### Text block:
- Born: July 1, 1903 Caldwell, Kansas
- Died: January 18, 1984 (aged 80) Santa Monica, California
- Education: Oklahoma College for Women Stanford University University of California, Berkeley
- Known for: Isolation of pure vitamin E
- Spouse: Oliver Emerson ​(m. 1932⁠–⁠1940)​
- Awards: Garvan–Olin Medal (1952)
- Scientific career
- Fields: Biochemistry, nutrition
- Institutions: University of Göttingen, Germany; University of California, Berkeley; Merck & Co.; Sloan Kettering Institute; University of California, Los Angeles

= Gladys Anderson Emerson =

American historian, biochemist and nutritionist (1903–1984)

Gladys Ludwina Anderson Emerson (July 1, 1903 – January 18, 1984) was an American historian, biochemist and nutritionist who researched the impact of vitamins on the body. She was the first person to isolate Vitamin E in a pure form, and won the Garvan–Olin Medal in 1952.

### Dataset:
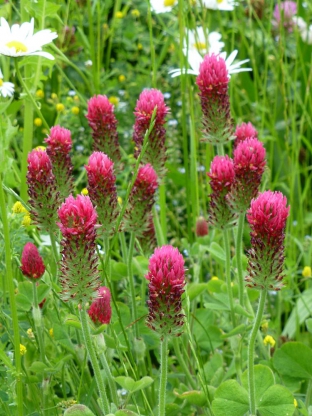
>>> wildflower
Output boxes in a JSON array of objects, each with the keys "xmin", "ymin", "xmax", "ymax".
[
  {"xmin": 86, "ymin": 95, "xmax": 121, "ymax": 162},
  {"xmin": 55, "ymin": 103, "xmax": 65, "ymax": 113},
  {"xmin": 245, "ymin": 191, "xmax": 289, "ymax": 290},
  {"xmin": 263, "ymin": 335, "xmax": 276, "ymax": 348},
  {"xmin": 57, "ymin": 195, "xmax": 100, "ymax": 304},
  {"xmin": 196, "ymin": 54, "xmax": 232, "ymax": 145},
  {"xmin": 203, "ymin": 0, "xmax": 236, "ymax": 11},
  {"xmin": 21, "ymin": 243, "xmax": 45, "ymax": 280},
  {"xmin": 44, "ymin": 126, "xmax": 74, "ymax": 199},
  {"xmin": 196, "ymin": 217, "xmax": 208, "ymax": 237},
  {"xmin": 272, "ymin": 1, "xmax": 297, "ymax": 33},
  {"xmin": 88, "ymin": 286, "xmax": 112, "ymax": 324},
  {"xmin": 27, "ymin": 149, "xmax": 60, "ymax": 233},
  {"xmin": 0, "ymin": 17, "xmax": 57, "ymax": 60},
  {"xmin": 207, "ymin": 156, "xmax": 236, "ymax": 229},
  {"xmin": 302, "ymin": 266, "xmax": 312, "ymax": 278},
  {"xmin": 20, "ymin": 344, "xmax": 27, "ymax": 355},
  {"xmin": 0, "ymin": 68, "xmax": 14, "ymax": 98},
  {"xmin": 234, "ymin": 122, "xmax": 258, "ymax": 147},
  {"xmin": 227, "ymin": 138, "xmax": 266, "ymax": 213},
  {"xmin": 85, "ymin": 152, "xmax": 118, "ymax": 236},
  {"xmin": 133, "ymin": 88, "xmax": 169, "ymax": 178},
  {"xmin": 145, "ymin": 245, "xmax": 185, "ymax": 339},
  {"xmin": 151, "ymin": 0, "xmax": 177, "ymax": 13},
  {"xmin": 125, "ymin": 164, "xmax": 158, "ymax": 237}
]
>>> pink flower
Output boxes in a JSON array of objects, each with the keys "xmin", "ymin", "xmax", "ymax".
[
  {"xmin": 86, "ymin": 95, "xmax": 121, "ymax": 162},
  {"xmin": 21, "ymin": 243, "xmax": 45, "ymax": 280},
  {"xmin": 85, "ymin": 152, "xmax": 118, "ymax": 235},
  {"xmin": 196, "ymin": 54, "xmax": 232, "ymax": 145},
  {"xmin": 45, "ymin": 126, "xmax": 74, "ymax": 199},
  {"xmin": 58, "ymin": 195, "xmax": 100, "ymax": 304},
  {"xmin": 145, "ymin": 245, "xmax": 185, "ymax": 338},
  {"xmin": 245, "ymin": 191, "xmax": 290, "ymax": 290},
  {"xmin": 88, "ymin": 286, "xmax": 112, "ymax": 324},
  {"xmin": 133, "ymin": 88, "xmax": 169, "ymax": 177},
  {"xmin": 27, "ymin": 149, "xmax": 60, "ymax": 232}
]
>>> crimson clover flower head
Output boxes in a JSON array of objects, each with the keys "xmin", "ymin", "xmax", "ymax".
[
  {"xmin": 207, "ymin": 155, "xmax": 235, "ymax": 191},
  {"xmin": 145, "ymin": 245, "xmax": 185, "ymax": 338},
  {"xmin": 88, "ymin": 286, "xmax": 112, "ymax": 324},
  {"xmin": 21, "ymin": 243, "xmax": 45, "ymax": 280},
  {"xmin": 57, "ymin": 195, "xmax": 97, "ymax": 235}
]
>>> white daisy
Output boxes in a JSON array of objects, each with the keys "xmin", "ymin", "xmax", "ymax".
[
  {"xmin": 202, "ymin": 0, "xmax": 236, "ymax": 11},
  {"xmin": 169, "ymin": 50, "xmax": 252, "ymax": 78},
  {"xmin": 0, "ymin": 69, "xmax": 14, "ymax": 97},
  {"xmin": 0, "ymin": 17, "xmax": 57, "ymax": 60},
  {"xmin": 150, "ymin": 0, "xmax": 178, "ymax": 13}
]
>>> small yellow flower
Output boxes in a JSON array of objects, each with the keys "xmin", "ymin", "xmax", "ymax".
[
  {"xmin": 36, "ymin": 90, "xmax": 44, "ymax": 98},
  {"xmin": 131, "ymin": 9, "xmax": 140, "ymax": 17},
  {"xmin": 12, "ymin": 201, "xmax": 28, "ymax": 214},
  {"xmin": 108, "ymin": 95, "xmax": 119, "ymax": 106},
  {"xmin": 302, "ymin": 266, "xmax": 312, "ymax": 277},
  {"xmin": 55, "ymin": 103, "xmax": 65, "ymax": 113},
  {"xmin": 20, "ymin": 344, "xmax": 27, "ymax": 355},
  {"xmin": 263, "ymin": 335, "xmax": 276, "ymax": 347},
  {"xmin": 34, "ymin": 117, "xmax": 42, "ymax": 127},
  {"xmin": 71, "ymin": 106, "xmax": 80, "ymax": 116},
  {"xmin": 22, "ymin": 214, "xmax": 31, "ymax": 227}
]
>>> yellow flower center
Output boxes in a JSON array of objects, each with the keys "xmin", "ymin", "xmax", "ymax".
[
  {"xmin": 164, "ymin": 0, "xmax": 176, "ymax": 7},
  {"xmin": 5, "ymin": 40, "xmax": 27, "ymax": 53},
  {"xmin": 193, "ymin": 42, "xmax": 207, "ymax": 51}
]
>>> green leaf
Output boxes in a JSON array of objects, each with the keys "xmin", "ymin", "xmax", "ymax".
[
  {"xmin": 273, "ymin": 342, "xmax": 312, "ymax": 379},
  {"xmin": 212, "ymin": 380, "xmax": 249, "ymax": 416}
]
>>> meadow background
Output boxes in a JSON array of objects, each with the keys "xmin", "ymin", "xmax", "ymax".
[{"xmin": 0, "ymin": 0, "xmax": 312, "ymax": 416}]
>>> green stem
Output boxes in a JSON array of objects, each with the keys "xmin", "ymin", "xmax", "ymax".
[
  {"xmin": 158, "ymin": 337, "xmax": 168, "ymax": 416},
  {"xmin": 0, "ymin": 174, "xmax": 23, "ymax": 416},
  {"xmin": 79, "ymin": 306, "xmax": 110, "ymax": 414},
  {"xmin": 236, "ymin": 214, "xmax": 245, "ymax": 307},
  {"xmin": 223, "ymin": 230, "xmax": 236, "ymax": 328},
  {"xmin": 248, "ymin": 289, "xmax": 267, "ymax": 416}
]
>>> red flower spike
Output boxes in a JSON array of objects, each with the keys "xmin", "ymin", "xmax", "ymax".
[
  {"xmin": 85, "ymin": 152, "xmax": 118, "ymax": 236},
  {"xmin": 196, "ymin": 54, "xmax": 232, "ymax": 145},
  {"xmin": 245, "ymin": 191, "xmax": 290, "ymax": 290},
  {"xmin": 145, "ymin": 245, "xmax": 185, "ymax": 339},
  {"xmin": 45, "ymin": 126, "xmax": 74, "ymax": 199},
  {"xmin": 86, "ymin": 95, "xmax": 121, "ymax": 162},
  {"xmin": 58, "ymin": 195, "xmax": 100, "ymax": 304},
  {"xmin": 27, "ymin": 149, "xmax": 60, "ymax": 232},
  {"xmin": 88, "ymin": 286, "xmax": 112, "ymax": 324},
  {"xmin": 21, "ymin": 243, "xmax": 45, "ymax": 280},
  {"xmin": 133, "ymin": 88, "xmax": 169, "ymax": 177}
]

==

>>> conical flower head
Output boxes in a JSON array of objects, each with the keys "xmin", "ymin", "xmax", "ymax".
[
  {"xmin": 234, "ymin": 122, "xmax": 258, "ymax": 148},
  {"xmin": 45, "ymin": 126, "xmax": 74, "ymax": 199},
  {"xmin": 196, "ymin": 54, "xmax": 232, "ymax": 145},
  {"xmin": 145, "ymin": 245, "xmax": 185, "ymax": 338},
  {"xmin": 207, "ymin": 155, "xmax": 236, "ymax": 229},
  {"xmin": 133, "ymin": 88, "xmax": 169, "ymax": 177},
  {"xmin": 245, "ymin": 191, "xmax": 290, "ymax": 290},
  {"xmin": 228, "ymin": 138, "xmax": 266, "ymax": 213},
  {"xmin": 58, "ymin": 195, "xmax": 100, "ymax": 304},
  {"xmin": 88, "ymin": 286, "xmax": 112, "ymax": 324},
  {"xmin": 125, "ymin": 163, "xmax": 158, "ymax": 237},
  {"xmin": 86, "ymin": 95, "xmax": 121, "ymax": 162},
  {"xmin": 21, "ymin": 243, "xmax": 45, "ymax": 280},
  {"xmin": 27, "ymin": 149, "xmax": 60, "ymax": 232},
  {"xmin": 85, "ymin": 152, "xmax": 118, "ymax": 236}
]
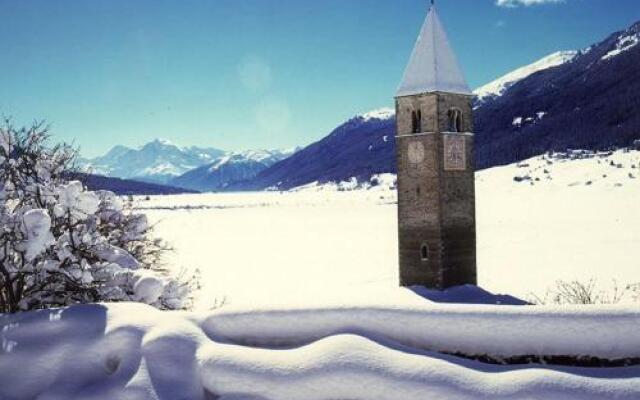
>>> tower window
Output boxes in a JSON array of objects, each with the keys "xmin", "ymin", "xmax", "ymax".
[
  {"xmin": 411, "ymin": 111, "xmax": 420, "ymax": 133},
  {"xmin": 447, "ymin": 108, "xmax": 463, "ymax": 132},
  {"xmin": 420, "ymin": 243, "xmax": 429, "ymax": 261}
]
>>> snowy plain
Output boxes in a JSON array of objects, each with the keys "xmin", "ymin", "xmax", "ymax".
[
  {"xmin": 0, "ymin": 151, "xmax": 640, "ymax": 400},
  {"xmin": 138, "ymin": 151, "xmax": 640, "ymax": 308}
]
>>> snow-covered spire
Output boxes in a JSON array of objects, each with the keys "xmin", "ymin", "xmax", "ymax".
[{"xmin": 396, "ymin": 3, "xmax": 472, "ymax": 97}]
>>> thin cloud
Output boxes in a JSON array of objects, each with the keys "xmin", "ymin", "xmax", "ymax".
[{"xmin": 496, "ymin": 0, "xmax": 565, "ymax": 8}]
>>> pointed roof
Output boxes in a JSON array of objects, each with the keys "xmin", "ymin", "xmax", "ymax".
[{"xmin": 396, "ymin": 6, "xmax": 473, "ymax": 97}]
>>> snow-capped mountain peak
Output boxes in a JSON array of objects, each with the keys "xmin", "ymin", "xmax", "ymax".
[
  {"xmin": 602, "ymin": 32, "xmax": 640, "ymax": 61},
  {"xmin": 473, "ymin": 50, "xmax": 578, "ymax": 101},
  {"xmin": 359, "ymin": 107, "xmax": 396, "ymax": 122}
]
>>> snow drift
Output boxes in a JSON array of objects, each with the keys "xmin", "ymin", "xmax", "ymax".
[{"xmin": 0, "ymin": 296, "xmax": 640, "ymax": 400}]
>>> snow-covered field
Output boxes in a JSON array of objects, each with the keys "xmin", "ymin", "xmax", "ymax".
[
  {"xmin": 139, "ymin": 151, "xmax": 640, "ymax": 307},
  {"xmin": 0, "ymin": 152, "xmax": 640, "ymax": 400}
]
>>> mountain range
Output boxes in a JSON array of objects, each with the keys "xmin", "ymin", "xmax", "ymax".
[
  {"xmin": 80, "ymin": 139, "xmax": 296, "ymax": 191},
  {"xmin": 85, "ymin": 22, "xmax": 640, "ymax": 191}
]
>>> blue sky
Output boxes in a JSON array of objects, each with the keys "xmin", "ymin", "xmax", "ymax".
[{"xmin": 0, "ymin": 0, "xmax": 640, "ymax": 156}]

### Description of the task:
Resume the biographical text on Gladys Anderson Emerson after its last sentence.

### Reply to the task:
==Early life and education==
Gladys Anderson was born on July 1, 1903, in Caldwell, Kansas; she was the only child of Otis and Louise (Williams) Anderson. She attended grade school in Fort Worth, Texas, and high school in El Reno, Oklahoma.

She received her Bachelor of Science (B.S.) degree in chemistry and physics and her Artium Baccalaureatus (A.B.) degree in English from the Oklahoma College for Women. In 1926, she earned her Master of Arts (M.A.) degree in history and economics from Stanford.

After being a department head at a junior high school, teaching geography and history, she accepted a fellowship in biochemistry and nutrition at the University of California, Berkeley. She completed her Ph.D. in animal nutrition and biochemistry at Berkeley in 1932. In 1932, she married her colleague, Dr. Oliver Huddleston Emerson. Immediately following, they both were accepted as postdoctoral fellows at the University of Göttingen, Germany, where she worked with Nobel Prize winners Adolf Otto Reinhold Windaus and Adolf Butenandt.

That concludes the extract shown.